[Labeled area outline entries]
● ● ● ● ●

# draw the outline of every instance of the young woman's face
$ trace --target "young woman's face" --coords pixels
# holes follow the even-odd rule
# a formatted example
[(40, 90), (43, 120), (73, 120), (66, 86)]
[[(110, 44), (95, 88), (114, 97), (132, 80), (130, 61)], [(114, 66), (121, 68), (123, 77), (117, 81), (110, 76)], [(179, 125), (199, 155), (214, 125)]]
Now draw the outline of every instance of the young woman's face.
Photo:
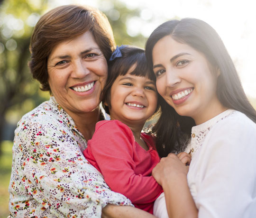
[(108, 65), (90, 32), (54, 47), (47, 70), (52, 92), (70, 115), (89, 112), (98, 107)]
[(201, 53), (167, 36), (155, 44), (152, 55), (157, 91), (177, 113), (197, 125), (219, 113), (218, 72)]
[(142, 76), (131, 75), (132, 66), (125, 75), (119, 76), (111, 88), (111, 119), (128, 126), (144, 125), (155, 113), (157, 94), (155, 82)]

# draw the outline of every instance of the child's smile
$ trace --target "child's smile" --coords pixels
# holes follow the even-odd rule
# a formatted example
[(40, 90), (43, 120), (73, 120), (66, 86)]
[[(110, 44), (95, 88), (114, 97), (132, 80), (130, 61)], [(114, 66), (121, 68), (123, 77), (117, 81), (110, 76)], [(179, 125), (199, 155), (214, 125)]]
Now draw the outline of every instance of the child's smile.
[(118, 119), (128, 126), (135, 122), (143, 127), (155, 111), (157, 95), (154, 81), (131, 75), (134, 67), (126, 75), (119, 76), (113, 83), (110, 115), (111, 119)]

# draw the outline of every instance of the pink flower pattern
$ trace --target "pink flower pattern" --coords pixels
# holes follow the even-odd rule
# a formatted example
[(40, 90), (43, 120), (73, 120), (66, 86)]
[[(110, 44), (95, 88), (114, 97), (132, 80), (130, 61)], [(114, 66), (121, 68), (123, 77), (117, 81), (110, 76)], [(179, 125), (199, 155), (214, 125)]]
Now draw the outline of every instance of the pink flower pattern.
[(84, 157), (87, 142), (54, 97), (15, 130), (9, 217), (96, 218), (107, 204), (131, 205)]

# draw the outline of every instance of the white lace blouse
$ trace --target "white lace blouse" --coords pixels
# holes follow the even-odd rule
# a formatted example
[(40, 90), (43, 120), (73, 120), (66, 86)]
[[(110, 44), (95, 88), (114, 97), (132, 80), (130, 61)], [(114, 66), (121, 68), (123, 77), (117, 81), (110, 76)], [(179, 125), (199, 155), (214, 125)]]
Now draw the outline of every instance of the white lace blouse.
[(256, 124), (229, 109), (191, 136), (187, 180), (198, 217), (256, 218)]

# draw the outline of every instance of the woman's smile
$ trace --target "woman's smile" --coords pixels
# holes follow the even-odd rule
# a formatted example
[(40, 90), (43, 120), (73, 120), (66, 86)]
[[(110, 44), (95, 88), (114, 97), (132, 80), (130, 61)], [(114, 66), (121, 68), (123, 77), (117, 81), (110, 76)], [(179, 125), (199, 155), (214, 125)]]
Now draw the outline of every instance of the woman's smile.
[(197, 124), (215, 116), (218, 74), (202, 54), (167, 36), (152, 54), (157, 91), (177, 113)]

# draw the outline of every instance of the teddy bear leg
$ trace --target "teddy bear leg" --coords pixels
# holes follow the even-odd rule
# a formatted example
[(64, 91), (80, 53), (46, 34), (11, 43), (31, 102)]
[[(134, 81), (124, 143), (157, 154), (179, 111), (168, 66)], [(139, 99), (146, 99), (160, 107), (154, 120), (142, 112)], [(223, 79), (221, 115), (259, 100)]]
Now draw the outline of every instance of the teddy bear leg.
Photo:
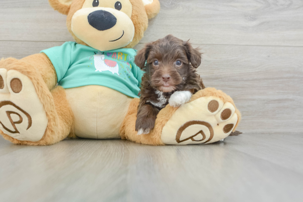
[(51, 144), (67, 137), (73, 123), (63, 88), (51, 92), (31, 66), (15, 59), (0, 61), (0, 134), (4, 139), (17, 144)]
[(155, 126), (156, 129), (154, 129), (148, 134), (138, 135), (138, 132), (136, 131), (137, 109), (139, 101), (138, 98), (134, 98), (130, 104), (128, 111), (119, 131), (121, 139), (145, 144), (164, 145), (161, 139), (161, 133), (155, 132), (159, 131), (159, 124)]
[(232, 99), (221, 91), (207, 88), (194, 95), (180, 107), (169, 105), (157, 116), (149, 134), (135, 130), (139, 99), (132, 102), (120, 129), (122, 139), (152, 145), (209, 144), (220, 141), (234, 131), (241, 114)]
[[(171, 107), (168, 106), (166, 110)], [(161, 140), (166, 144), (217, 142), (234, 131), (241, 119), (241, 114), (229, 96), (207, 88), (177, 110), (162, 129)]]

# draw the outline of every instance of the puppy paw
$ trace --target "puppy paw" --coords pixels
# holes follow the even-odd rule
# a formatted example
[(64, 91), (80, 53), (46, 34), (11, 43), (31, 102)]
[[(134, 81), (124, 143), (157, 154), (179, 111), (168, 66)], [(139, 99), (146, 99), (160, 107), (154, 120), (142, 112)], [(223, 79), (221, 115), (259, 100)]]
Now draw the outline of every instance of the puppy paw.
[(149, 115), (150, 114), (139, 116), (137, 118), (135, 127), (138, 135), (148, 134), (155, 127), (156, 117)]
[(170, 97), (168, 102), (172, 107), (180, 107), (189, 101), (192, 95), (188, 91), (176, 91)]
[(144, 130), (143, 128), (140, 128), (138, 130), (138, 135), (140, 135), (143, 134), (148, 134), (149, 133), (150, 131), (150, 130), (149, 129), (145, 129)]

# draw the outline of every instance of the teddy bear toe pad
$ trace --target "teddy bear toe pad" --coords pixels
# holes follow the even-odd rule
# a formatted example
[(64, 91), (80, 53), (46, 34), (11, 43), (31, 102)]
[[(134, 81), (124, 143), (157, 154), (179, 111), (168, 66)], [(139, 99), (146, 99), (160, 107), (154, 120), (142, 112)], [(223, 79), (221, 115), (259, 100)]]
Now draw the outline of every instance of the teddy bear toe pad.
[(229, 135), (238, 116), (229, 102), (213, 96), (202, 97), (179, 108), (163, 127), (166, 144), (205, 144)]
[(32, 83), (14, 70), (0, 69), (0, 130), (21, 141), (38, 141), (48, 119)]

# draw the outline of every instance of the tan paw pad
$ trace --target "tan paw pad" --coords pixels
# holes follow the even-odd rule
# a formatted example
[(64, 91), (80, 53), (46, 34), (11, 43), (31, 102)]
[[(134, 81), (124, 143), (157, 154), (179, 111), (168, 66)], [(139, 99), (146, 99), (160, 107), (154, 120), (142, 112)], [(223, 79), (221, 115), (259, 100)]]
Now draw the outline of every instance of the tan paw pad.
[(32, 83), (15, 70), (0, 69), (0, 130), (20, 140), (40, 140), (48, 120)]

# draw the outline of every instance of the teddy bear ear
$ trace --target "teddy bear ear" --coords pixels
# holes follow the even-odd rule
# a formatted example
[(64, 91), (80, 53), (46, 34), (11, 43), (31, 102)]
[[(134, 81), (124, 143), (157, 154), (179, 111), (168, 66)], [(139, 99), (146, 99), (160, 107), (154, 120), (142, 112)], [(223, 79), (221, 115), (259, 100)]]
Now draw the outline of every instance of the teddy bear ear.
[(74, 0), (49, 0), (51, 6), (56, 11), (64, 15), (68, 14), (70, 5)]
[(155, 17), (160, 11), (159, 0), (142, 0), (148, 19)]

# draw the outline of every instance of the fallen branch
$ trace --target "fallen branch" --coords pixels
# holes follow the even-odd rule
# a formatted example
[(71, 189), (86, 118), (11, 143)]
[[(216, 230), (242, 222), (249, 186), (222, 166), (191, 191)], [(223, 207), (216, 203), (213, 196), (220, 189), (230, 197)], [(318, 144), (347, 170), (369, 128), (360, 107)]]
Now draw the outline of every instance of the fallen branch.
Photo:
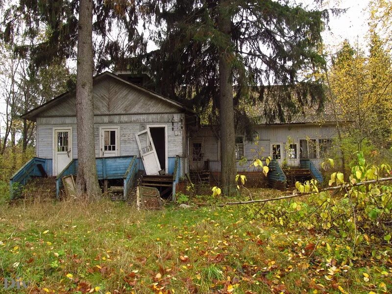
[(276, 197), (275, 198), (269, 198), (268, 199), (260, 199), (258, 200), (251, 200), (249, 201), (239, 201), (238, 202), (226, 202), (219, 205), (220, 206), (223, 206), (224, 205), (233, 205), (236, 204), (249, 204), (251, 203), (257, 203), (269, 202), (270, 201), (275, 201), (275, 200), (282, 200), (283, 199), (290, 199), (291, 198), (294, 198), (294, 197), (299, 197), (300, 196), (304, 196), (305, 195), (309, 195), (310, 194), (315, 194), (316, 193), (319, 193), (323, 191), (330, 191), (339, 190), (343, 188), (351, 188), (356, 187), (357, 186), (362, 186), (362, 185), (366, 185), (368, 184), (372, 184), (373, 183), (380, 183), (382, 182), (389, 182), (392, 181), (392, 177), (382, 178), (377, 180), (369, 180), (368, 181), (364, 181), (363, 182), (360, 182), (359, 183), (355, 183), (355, 184), (350, 184), (347, 183), (336, 187), (330, 187), (324, 189), (321, 189), (317, 191), (312, 191), (311, 192), (304, 192), (303, 193), (297, 193), (296, 191), (294, 191), (291, 195), (288, 195), (287, 196), (282, 196), (281, 197)]

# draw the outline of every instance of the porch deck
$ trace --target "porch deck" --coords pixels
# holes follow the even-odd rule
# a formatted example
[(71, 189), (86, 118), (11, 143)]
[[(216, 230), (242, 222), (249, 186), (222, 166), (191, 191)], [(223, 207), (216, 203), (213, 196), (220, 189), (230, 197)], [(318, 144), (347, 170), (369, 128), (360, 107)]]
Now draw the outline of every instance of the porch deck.
[(282, 168), (276, 159), (273, 159), (269, 166), (268, 177), (271, 188), (284, 190), (288, 186), (294, 186), (296, 181), (302, 182), (310, 178), (316, 179), (319, 183), (323, 181), (321, 172), (308, 159), (301, 160), (299, 168)]
[[(135, 185), (136, 173), (139, 170), (144, 170), (143, 162), (136, 155), (98, 157), (96, 158), (97, 172), (98, 180), (119, 179), (123, 180), (123, 198), (126, 199), (129, 190)], [(172, 185), (173, 198), (175, 195), (175, 185), (178, 183), (180, 173), (180, 160), (179, 156), (169, 158), (168, 163), (169, 177)], [(47, 177), (51, 174), (52, 159), (33, 157), (10, 179), (10, 193), (11, 199), (17, 190), (32, 178)], [(56, 196), (58, 198), (62, 188), (63, 177), (77, 173), (78, 161), (73, 159), (65, 168), (55, 177)]]

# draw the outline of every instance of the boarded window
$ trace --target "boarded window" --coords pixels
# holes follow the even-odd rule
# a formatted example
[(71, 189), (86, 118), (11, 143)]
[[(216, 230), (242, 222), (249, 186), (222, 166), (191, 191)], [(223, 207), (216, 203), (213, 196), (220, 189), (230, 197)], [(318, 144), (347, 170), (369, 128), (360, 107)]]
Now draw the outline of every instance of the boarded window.
[(57, 132), (57, 151), (68, 151), (68, 132)]
[(315, 139), (299, 140), (299, 158), (301, 159), (317, 158), (317, 141)]
[(116, 131), (105, 131), (103, 136), (104, 150), (116, 151)]
[(282, 153), (280, 144), (272, 144), (272, 159), (281, 159), (281, 158)]
[(318, 146), (320, 150), (320, 158), (325, 157), (332, 148), (332, 139), (318, 139)]
[(244, 137), (236, 137), (236, 159), (240, 160), (244, 157)]
[(203, 158), (201, 152), (201, 143), (194, 142), (192, 143), (192, 160), (193, 161), (201, 161)]
[(287, 150), (287, 157), (289, 159), (296, 159), (298, 158), (296, 144), (290, 144)]

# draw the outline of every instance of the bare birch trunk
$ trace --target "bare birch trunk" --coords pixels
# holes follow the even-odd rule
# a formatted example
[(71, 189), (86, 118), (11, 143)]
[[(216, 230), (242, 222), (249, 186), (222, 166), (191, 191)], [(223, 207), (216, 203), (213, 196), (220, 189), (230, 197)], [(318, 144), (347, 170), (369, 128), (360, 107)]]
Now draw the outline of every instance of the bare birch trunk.
[[(224, 3), (220, 12), (218, 26), (220, 30), (226, 35), (228, 42), (231, 19), (224, 11)], [(219, 52), (219, 115), (220, 121), (220, 186), (224, 195), (230, 195), (236, 187), (235, 176), (235, 130), (234, 108), (233, 99), (232, 66), (228, 48), (222, 47)]]
[(93, 103), (93, 2), (80, 0), (79, 8), (76, 74), (78, 171), (76, 193), (100, 196), (94, 148)]

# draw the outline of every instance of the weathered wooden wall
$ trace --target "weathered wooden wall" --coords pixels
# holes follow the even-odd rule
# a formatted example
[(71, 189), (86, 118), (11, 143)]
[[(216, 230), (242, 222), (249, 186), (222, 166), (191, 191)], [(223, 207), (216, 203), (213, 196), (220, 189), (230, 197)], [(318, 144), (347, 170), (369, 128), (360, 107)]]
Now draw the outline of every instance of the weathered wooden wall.
[[(125, 122), (123, 116), (110, 116), (109, 120), (104, 116), (95, 117), (94, 137), (96, 156), (99, 154), (99, 127), (120, 126), (120, 155), (139, 154), (139, 149), (135, 134), (149, 125), (166, 125), (168, 132), (168, 157), (182, 156), (184, 151), (184, 134), (181, 129), (181, 118), (182, 114), (133, 115), (126, 116), (130, 122)], [(174, 116), (174, 130), (172, 121)], [(139, 121), (139, 122), (137, 122)], [(70, 123), (71, 122), (71, 123)], [(53, 129), (56, 127), (72, 127), (72, 155), (77, 158), (77, 138), (76, 137), (76, 118), (74, 117), (38, 118), (37, 120), (37, 156), (44, 158), (52, 158), (53, 156)]]
[[(254, 172), (258, 169), (250, 166), (255, 158), (270, 156), (271, 143), (282, 143), (289, 142), (299, 143), (301, 139), (333, 138), (337, 135), (336, 128), (331, 124), (285, 124), (269, 126), (257, 126), (256, 131), (259, 140), (253, 142), (244, 140), (244, 156), (247, 162), (237, 162), (239, 172)], [(201, 142), (202, 144), (203, 161), (209, 160), (209, 168), (211, 172), (220, 171), (220, 161), (219, 158), (220, 151), (220, 142), (216, 132), (209, 127), (202, 127), (190, 139), (193, 142)], [(321, 159), (311, 160), (318, 167)]]

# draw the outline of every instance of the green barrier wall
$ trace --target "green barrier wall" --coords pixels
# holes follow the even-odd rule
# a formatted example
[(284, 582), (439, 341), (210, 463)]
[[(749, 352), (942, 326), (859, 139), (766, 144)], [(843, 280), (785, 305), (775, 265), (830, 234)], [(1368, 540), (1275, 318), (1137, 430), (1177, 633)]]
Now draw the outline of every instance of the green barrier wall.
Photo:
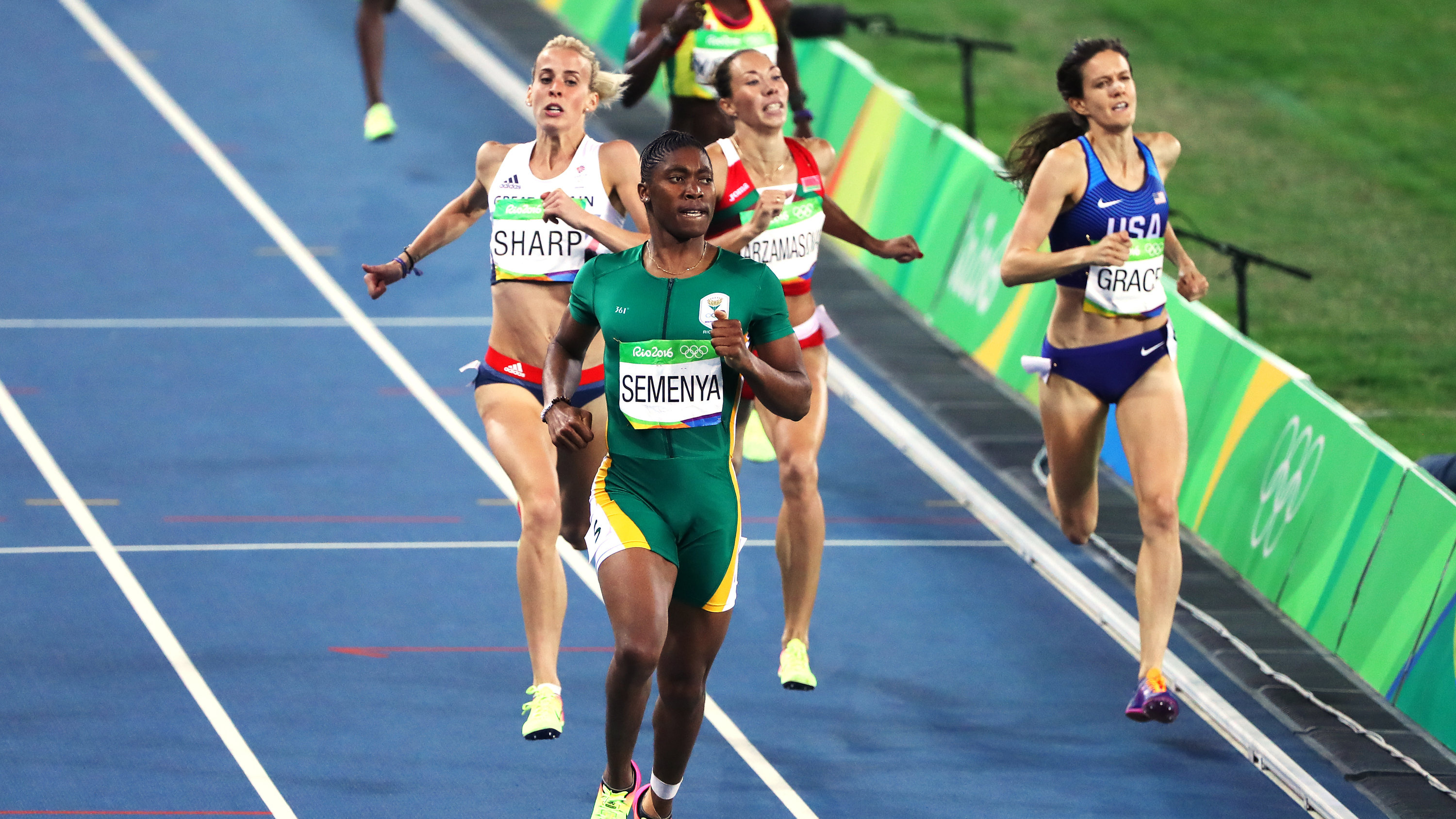
[[(616, 60), (641, 6), (539, 1)], [(1035, 399), (1021, 356), (1038, 354), (1056, 286), (1000, 283), (1021, 195), (997, 176), (999, 159), (843, 44), (796, 42), (795, 54), (815, 133), (839, 152), (830, 195), (877, 236), (914, 235), (925, 258), (900, 265), (840, 248)], [(1456, 497), (1305, 373), (1165, 287), (1188, 407), (1184, 523), (1456, 745)]]

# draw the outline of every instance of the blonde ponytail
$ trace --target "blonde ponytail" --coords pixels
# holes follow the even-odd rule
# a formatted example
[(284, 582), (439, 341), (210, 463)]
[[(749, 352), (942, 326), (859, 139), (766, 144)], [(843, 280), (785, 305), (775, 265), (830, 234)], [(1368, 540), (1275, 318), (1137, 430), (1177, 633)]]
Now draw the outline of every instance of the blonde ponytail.
[(591, 80), (587, 83), (587, 87), (597, 93), (600, 98), (598, 105), (610, 108), (613, 102), (622, 98), (622, 86), (626, 85), (630, 74), (613, 74), (612, 71), (603, 71), (601, 63), (597, 60), (597, 52), (593, 51), (590, 45), (575, 36), (559, 34), (550, 38), (550, 41), (542, 47), (542, 51), (549, 51), (552, 48), (566, 48), (575, 51), (591, 64)]

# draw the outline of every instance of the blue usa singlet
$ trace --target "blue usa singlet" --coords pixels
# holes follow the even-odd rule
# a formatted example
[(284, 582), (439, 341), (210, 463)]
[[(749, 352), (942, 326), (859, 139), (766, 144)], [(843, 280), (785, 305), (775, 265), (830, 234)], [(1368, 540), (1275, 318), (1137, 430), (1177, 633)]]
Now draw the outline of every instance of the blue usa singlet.
[(1051, 224), (1051, 251), (1095, 245), (1108, 233), (1127, 230), (1133, 239), (1127, 264), (1092, 265), (1057, 278), (1063, 287), (1085, 291), (1082, 309), (1114, 318), (1153, 318), (1163, 312), (1163, 230), (1168, 226), (1168, 191), (1158, 175), (1153, 152), (1133, 137), (1143, 154), (1143, 187), (1128, 191), (1112, 184), (1086, 137), (1077, 137), (1088, 163), (1088, 189), (1082, 201)]

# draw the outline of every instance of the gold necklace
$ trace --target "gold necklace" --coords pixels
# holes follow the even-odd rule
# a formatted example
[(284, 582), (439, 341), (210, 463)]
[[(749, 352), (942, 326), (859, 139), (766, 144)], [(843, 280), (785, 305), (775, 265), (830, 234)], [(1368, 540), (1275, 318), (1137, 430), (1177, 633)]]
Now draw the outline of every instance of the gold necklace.
[[(745, 160), (748, 159), (748, 154), (745, 154), (743, 152), (743, 146), (738, 144), (738, 137), (737, 136), (728, 137), (728, 141), (732, 143), (732, 147), (734, 147), (734, 150), (738, 152), (740, 157), (743, 157)], [(788, 143), (785, 143), (785, 146), (788, 146)], [(779, 171), (783, 171), (783, 166), (788, 165), (791, 159), (794, 159), (794, 153), (792, 152), (786, 152), (786, 153), (788, 153), (788, 156), (783, 157), (783, 162), (780, 162), (779, 166), (775, 168), (770, 173), (764, 175), (766, 176), (766, 179), (764, 179), (766, 182), (772, 182), (773, 178), (779, 175)], [(744, 165), (747, 165), (747, 162)]]
[(657, 262), (657, 249), (652, 248), (652, 242), (646, 243), (646, 251), (649, 254), (652, 254), (652, 267), (655, 267), (657, 270), (661, 270), (662, 273), (665, 273), (668, 278), (677, 278), (680, 275), (687, 275), (687, 270), (693, 270), (695, 267), (703, 264), (703, 258), (708, 256), (708, 242), (703, 242), (703, 252), (697, 254), (697, 261), (693, 262), (693, 264), (690, 264), (687, 267), (687, 270), (684, 270), (683, 273), (673, 273), (673, 271), (667, 270), (665, 267), (662, 267), (661, 264), (658, 264)]

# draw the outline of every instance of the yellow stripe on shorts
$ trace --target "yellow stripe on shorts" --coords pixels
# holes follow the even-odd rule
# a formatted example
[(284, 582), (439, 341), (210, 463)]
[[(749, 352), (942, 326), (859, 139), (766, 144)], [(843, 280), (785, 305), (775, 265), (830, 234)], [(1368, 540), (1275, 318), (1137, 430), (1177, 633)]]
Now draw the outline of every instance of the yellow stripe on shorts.
[[(612, 456), (606, 456), (601, 461), (601, 468), (597, 469), (597, 481), (593, 488), (593, 497), (601, 512), (607, 514), (607, 525), (612, 526), (612, 532), (616, 533), (617, 541), (622, 541), (622, 546), (628, 549), (651, 549), (652, 546), (646, 542), (646, 535), (642, 529), (628, 517), (626, 512), (617, 506), (617, 501), (612, 500), (607, 494), (607, 469), (612, 468)], [(741, 525), (740, 525), (741, 526)]]

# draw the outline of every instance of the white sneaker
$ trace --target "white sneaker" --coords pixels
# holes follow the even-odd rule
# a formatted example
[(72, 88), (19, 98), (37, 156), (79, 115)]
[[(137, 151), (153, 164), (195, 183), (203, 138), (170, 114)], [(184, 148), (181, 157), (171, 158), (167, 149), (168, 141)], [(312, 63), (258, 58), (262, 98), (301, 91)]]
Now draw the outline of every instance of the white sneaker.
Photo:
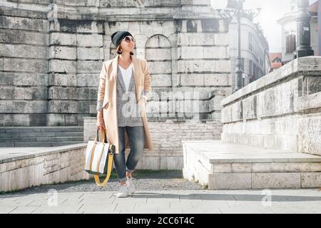
[(130, 194), (135, 193), (136, 189), (132, 178), (128, 178), (128, 177), (127, 177), (126, 185)]
[(119, 189), (118, 193), (117, 193), (117, 197), (127, 197), (128, 195), (128, 188), (127, 187), (127, 185), (122, 185), (121, 186), (121, 188)]

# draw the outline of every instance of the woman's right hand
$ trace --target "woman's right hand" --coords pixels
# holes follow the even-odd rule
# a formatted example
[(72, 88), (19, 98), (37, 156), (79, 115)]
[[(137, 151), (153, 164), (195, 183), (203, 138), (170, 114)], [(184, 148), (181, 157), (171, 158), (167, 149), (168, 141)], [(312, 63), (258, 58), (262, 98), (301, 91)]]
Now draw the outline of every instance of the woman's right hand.
[(105, 121), (102, 115), (97, 115), (97, 129), (101, 131), (101, 129), (106, 131)]

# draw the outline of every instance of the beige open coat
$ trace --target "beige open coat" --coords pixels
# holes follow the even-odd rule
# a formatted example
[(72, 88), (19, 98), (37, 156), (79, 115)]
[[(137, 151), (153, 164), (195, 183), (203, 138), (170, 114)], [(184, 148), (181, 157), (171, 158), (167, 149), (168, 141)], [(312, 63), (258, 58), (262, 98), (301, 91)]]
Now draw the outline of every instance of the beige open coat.
[[(116, 113), (116, 81), (117, 67), (119, 55), (113, 59), (104, 61), (100, 74), (98, 100), (103, 102), (103, 120), (108, 142), (116, 146), (115, 153), (118, 153), (118, 126)], [(139, 59), (131, 56), (133, 61), (133, 76), (137, 100), (141, 97), (143, 90), (151, 91), (151, 76), (148, 66), (146, 60)], [(145, 130), (144, 149), (153, 150), (151, 133), (145, 111), (141, 107), (141, 116)], [(126, 148), (130, 148), (128, 135), (125, 131)]]

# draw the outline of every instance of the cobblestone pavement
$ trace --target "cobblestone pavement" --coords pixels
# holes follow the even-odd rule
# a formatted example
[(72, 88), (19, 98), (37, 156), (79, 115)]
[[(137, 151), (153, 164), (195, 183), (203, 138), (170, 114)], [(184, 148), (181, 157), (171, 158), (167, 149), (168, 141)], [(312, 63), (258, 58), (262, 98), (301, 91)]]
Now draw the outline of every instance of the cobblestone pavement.
[(319, 190), (148, 190), (126, 198), (116, 192), (0, 195), (0, 213), (231, 214), (321, 213)]
[(0, 195), (0, 213), (230, 214), (321, 213), (321, 190), (203, 190), (180, 172), (136, 173), (137, 191), (117, 198), (117, 180), (44, 185)]
[[(138, 190), (200, 190), (204, 189), (204, 187), (198, 183), (184, 180), (182, 171), (138, 170), (133, 174), (133, 180), (135, 182)], [(96, 185), (95, 180), (92, 179), (57, 185), (41, 185), (17, 192), (21, 194), (44, 193), (48, 192), (50, 190), (55, 190), (58, 192), (111, 192), (118, 191), (118, 189), (117, 175), (113, 171), (108, 183), (104, 187)]]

● ● ● ● ●

→ TASK DETAILS: Edit the lines from the one containing "# draw the outline of every instance of the porch" through the one containing "168), (55, 177)]]", inclusive, so that "porch deck" becomes "wooden porch" and nothing else changes.

→ RESPONSE FOR THIS EXERCISE:
# draw the outline of every instance of the wooden porch
$ trace --target "wooden porch" --coords pixels
# holes follow the even-odd rule
# a formatted example
[(71, 189), (86, 118), (11, 143)]
[[(216, 230), (242, 222), (249, 186), (222, 166), (191, 191)], [(223, 207), (216, 203), (213, 196), (220, 189), (230, 197)], [(318, 144), (347, 170), (369, 128), (360, 107)]]
Now draw the outline of every instance of the wooden porch.
[(282, 168), (276, 159), (273, 159), (269, 166), (268, 177), (271, 188), (284, 190), (288, 186), (294, 186), (296, 181), (302, 182), (310, 178), (316, 179), (319, 183), (323, 181), (321, 172), (308, 159), (301, 160), (299, 168)]
[[(135, 185), (136, 173), (139, 170), (144, 170), (143, 162), (136, 155), (98, 157), (96, 158), (97, 172), (98, 180), (119, 179), (123, 180), (123, 198), (126, 199), (129, 190)], [(172, 185), (173, 198), (175, 195), (175, 185), (178, 183), (180, 173), (180, 160), (179, 156), (169, 158), (168, 163), (169, 177)], [(47, 177), (51, 174), (52, 159), (33, 157), (10, 179), (10, 193), (11, 199), (17, 190), (32, 178)], [(56, 196), (58, 198), (62, 188), (63, 177), (77, 173), (78, 161), (73, 159), (65, 168), (55, 177)]]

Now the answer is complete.